All of the listing below must be repeated word for word. Pictures are the only thing to omit.
-.-.-
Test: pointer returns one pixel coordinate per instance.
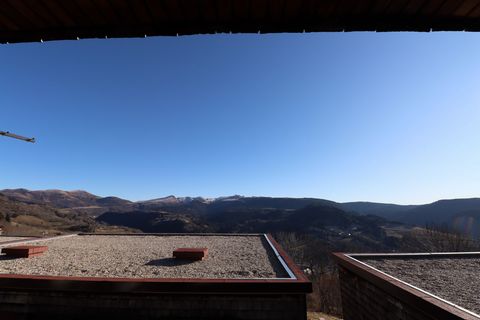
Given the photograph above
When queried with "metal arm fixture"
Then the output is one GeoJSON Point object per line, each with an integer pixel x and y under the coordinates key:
{"type": "Point", "coordinates": [16, 136]}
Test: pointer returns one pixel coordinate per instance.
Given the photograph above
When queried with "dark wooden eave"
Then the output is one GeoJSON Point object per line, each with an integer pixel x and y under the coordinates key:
{"type": "Point", "coordinates": [42, 20]}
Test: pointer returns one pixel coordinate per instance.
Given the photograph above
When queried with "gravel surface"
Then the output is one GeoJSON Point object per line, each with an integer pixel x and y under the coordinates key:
{"type": "Point", "coordinates": [150, 257]}
{"type": "Point", "coordinates": [454, 279]}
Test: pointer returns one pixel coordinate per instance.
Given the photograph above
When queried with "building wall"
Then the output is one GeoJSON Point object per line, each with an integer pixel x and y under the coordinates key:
{"type": "Point", "coordinates": [362, 300]}
{"type": "Point", "coordinates": [27, 304]}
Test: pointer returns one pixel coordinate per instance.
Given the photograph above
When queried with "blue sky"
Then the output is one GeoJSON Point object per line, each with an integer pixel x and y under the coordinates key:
{"type": "Point", "coordinates": [390, 117]}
-.-.-
**OUTPUT FOR THIS TASK**
Test: pointer returns one pixel coordinate per instance.
Given the photograph above
When queried with "metal arm fixture"
Then the output is one GeoJSON Point object per line, each with an integer pixel x and y under the coordinates key:
{"type": "Point", "coordinates": [16, 136]}
Test: pointer returns one pixel coordinate per instance.
Given the photograph above
When queried with "dark wooden eave"
Then the output is one GeoJSON Point object per line, each with an integer pixel x and y under the coordinates key:
{"type": "Point", "coordinates": [42, 20]}
Test: pointer returns one pixel coordinate per instance.
Given the photograph above
When queried with "gravel surface"
Then the output is one GeoJSON Point object per line, each with an integer pixel x and y under the coordinates key:
{"type": "Point", "coordinates": [150, 257]}
{"type": "Point", "coordinates": [454, 279]}
Test: pointer returns one pixel coordinate per instance.
Given the photograph above
When queried with "building wall"
Then the output is one GeoJSON Point object per line, each with an integer pixel x and y under the coordinates key:
{"type": "Point", "coordinates": [362, 300]}
{"type": "Point", "coordinates": [27, 304]}
Test: pointer returns one pixel coordinate per instance.
Given the photograph above
When queried with "blue sky"
Then the output is one GeoJSON Point object per line, each with an integer pixel x and y under the coordinates key:
{"type": "Point", "coordinates": [390, 117]}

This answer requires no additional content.